Description of the task. Can you render each line of the items below as a JSON list of strings, one string per line, with blank lines and the pictures left out?

Records for processing.
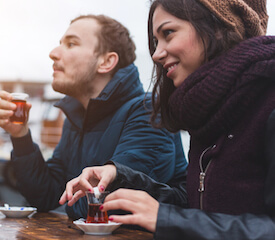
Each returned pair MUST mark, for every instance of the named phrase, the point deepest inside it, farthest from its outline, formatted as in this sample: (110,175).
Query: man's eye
(167,32)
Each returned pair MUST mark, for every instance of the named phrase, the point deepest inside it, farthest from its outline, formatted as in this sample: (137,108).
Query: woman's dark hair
(216,39)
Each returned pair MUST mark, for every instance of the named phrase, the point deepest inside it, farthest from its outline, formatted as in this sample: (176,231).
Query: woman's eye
(70,44)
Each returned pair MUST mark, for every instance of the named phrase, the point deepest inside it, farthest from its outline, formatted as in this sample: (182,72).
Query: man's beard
(81,86)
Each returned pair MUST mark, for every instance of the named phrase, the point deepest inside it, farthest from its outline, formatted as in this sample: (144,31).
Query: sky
(30,29)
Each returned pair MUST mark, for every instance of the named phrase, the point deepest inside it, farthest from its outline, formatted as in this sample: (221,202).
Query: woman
(215,79)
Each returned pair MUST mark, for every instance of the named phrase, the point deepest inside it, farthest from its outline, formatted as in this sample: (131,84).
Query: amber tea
(20,114)
(95,200)
(95,215)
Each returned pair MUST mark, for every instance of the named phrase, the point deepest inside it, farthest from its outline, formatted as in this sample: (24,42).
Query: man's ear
(108,62)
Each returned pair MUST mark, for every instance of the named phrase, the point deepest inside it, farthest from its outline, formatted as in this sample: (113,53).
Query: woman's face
(178,48)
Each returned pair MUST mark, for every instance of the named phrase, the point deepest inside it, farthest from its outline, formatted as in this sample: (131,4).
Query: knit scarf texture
(214,97)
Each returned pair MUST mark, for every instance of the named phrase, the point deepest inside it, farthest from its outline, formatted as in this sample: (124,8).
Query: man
(106,117)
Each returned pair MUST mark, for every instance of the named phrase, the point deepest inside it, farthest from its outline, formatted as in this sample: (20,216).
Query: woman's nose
(159,54)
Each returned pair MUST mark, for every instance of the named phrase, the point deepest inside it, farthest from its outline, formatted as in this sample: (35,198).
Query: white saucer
(17,212)
(96,228)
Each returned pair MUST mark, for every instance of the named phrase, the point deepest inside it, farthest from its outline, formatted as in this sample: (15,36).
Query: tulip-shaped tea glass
(95,200)
(20,114)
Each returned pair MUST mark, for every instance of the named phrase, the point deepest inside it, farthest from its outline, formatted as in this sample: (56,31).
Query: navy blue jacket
(114,127)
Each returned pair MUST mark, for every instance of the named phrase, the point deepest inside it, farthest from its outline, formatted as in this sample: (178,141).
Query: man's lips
(57,68)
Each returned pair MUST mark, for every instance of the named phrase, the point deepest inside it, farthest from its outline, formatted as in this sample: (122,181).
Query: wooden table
(58,226)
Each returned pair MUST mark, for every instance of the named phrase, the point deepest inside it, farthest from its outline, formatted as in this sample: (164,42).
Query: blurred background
(30,29)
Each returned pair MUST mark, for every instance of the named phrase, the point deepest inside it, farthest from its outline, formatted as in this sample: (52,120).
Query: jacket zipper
(203,174)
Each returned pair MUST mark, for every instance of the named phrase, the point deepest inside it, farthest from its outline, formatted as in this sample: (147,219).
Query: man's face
(75,60)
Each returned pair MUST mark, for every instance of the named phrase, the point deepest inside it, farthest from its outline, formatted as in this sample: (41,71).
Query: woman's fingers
(106,177)
(79,194)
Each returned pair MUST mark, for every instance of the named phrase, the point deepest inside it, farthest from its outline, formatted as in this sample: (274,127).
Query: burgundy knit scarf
(214,97)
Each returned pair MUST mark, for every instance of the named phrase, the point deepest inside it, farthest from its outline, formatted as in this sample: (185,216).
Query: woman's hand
(144,208)
(6,111)
(89,178)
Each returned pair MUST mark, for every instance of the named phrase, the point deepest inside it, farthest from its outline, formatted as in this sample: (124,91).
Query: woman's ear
(108,62)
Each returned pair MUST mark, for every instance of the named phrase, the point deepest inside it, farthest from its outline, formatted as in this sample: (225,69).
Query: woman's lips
(171,69)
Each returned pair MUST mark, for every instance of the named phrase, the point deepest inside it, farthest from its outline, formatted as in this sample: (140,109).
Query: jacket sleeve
(177,223)
(155,152)
(40,182)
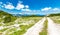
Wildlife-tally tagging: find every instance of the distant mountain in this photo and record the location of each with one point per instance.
(57, 14)
(26, 15)
(6, 17)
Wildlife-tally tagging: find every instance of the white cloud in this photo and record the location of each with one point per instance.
(26, 10)
(8, 6)
(46, 9)
(1, 3)
(26, 6)
(19, 6)
(56, 9)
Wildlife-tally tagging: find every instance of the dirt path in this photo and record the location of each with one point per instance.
(34, 30)
(53, 29)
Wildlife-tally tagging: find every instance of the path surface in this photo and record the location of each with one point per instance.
(34, 30)
(53, 29)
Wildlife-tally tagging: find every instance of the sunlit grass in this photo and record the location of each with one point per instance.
(44, 31)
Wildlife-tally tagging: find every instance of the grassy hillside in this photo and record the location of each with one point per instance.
(6, 17)
(51, 15)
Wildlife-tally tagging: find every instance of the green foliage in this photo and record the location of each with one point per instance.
(44, 31)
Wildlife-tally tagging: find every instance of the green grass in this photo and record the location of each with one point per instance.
(24, 28)
(56, 19)
(44, 31)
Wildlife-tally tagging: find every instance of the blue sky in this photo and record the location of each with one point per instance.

Task answer.
[
  "Each returned pair MUST mark, for every instance of the named phrase, the point deepest inside it, farthest from its outline, formatted as in this sample: (110,175).",
  "Query: man's eye",
  "(167,32)",
  "Each returned pair MUST mark, for every instance of the named phrase, the point deepest inside it, farthest from its outline, formatted as in this sample: (137,108).",
  "Query: woman's dark hair",
  "(216,39)",
  "Each returned pair MUST mark, for every instance of the named phrase, the point deepest inside it, farthest from its outline, formatted as in this sample: (176,231).",
  "Query: woman's eye",
  "(70,44)",
  "Each returned pair MUST mark, for every instance of the named phrase, the point deepest inside it, farthest from its outline, formatted as in this sample: (182,72).",
  "Query: man's beard",
  "(81,86)",
  "Each returned pair MUST mark, for every instance of the named phrase, the point deepest inside it, farthest from its outline, formatted as in this sample: (144,31).",
  "Query: sky",
  "(30,29)",
  "Each returned pair MUST mark, for every instance of the named phrase, the point deepest inside it, farthest from its outline, formatted as in this sample: (221,202).",
  "Query: woman",
  "(215,79)",
  "Each returned pair MUST mark, for every instance of the named phrase, the point deepest inside it, farthest from its outline, formatted as in this sample: (131,84).",
  "Query: amber tea",
  "(20,114)",
  "(95,200)",
  "(95,215)",
  "Each returned pair MUST mark, for every instance of the named phrase, the point deepest inside it, farthest from its outline, formatted as in this sample: (24,42).",
  "Query: man's ear",
  "(108,62)",
  "Each returned pair MUST mark, for every instance of the named phrase, the point deepest inside it, farthest from its outline, formatted as in this sample: (113,53).",
  "Query: woman's face",
  "(178,48)",
  "Each returned pair MUST mark, for every instance of the named phrase, the point deepest inside it, farthest from its outline, formatted as in this sample: (131,4).",
  "Query: knit scarf texture",
  "(214,97)",
  "Each returned pair MUST mark, for every instance of the named phrase, the point deepest inside it, farthest from its outline, formatted as in this sample: (124,8).",
  "Query: man",
  "(106,117)",
  "Each returned pair MUST mark, for every instance of the named phrase, the point deepest inside it, farthest from its outline, formatted as in this sample: (20,216).",
  "Query: woman's nose",
  "(159,54)",
  "Each returned pair MUST mark, for every instance of the named phrase, the point deepest inside it, farthest from its outline, formatted as in this sample: (35,198).",
  "Query: white saucer",
  "(17,212)",
  "(96,228)",
  "Each returned pair MUST mark, for every instance of the named phrase, the point deepest inside it, farthest from its outline, formatted as in this sample: (15,36).",
  "Query: tulip-shaped tea glass",
  "(95,200)",
  "(20,114)",
  "Each returned pair MUST mark, for every instance of the named phrase, the point deepest inside it, farthest from its outline, formatted as in this sample: (56,31).",
  "Query: navy blue jacket",
  "(114,127)",
  "Each returned pair MUST mark, for every instance of the named phrase, the point deepest inside it, farthest from its outline, formatted as in this sample: (178,141).",
  "Query: man's lips",
  "(57,68)",
  "Each returned pair MUST mark, for every instance of the named phrase, the point deepest inside it, farthest from its outline, formatted as in this sample: (122,181).",
  "Query: wooden table",
  "(58,226)",
  "Each returned pair MUST mark, for every instance of the named phrase, the point deepest inside it, farthest from its outline, formatted as in this sample: (164,42).",
  "Query: blurred background",
  "(30,29)",
  "Each returned pair MUST mark, for every instance of the named phrase, the point deepest inside it, farthest from its outline, formatted as in this sample: (52,120).",
  "Query: jacket zipper",
  "(203,174)",
  "Each returned pair MUST mark, for every instance of the named phrase, the point deepest inside it, farthest from its outline, formatted as in this sample: (147,219).",
  "Query: man's face",
  "(75,60)",
  "Each returned pair MUST mark, for every instance of the named phrase, the point deepest inside it, farthest from its outline, formatted as in this sample: (41,71).",
  "Query: woman's fingers",
  "(106,177)",
  "(79,194)",
  "Each returned pair MUST mark, for every instance of the named phrase, the point deepest inside it, farthest from its outline, formatted as in this sample: (274,127).",
  "Query: burgundy knit scarf",
  "(214,97)",
  "Each returned pair MUST mark, for every instance of the named phrase, the point deepest inside it, farthest from its outline, formatted as in this sample: (185,216).",
  "Query: woman's hand",
  "(144,208)",
  "(6,111)",
  "(89,178)",
  "Each returned pair MUST mark, for every instance of the named phrase, the point deepest inside it, farthest from its outline, formatted as in this sample: (124,91).",
  "Query: woman's ear",
  "(108,62)",
  "Each returned pair MUST mark, for every instance of the named phrase, the point deepest inside it, farthest from its outline, formatted as in this sample: (225,69).",
  "Query: woman's lips",
  "(171,69)",
  "Each returned pair MUST mark, for every instance of the named phrase, the point deepest inside it, farthest from its outline, formatted as in this sample: (140,109).",
  "Query: jacket sleeve",
  "(177,223)",
  "(155,152)",
  "(40,182)",
  "Wildlife-tally tagging: find every instance of the distant mountain in this photo and record the location of each with one point per instance.",
  "(57, 14)",
  "(26, 15)",
  "(6, 17)",
  "Wildlife-tally tagging: find every instance of the white cloud in this photo and record the location of each with one point per instance.",
  "(26, 10)",
  "(8, 6)",
  "(46, 9)",
  "(1, 3)",
  "(26, 6)",
  "(19, 6)",
  "(56, 9)",
  "Wildlife-tally tagging: find every instance of the dirt path in this photo and record the location of each with one point per instance.",
  "(34, 30)",
  "(53, 29)",
  "Wildlife-tally tagging: find every instance of the path surface in this photo and record the location of each with one point per instance.",
  "(34, 30)",
  "(53, 29)",
  "Wildlife-tally tagging: find every instance of the sunlit grass in this photo and record the location of each with one point per instance.",
  "(44, 31)",
  "Wildlife-tally tagging: find every instance of the grassy hillside in this photo and record the location of each with one point per instance.",
  "(6, 17)",
  "(51, 15)",
  "Wildlife-tally tagging: find every instance of the green foliage in this photo and record the location of each with one point per instance.",
  "(44, 31)",
  "Wildlife-tally tagging: find every instance of the green grass in this photo and record the location of each with one point per instance.",
  "(24, 28)",
  "(56, 19)",
  "(44, 31)",
  "Wildlife-tally tagging: find every instance of the blue sky in this photo and record the location of each with one point per instance."
]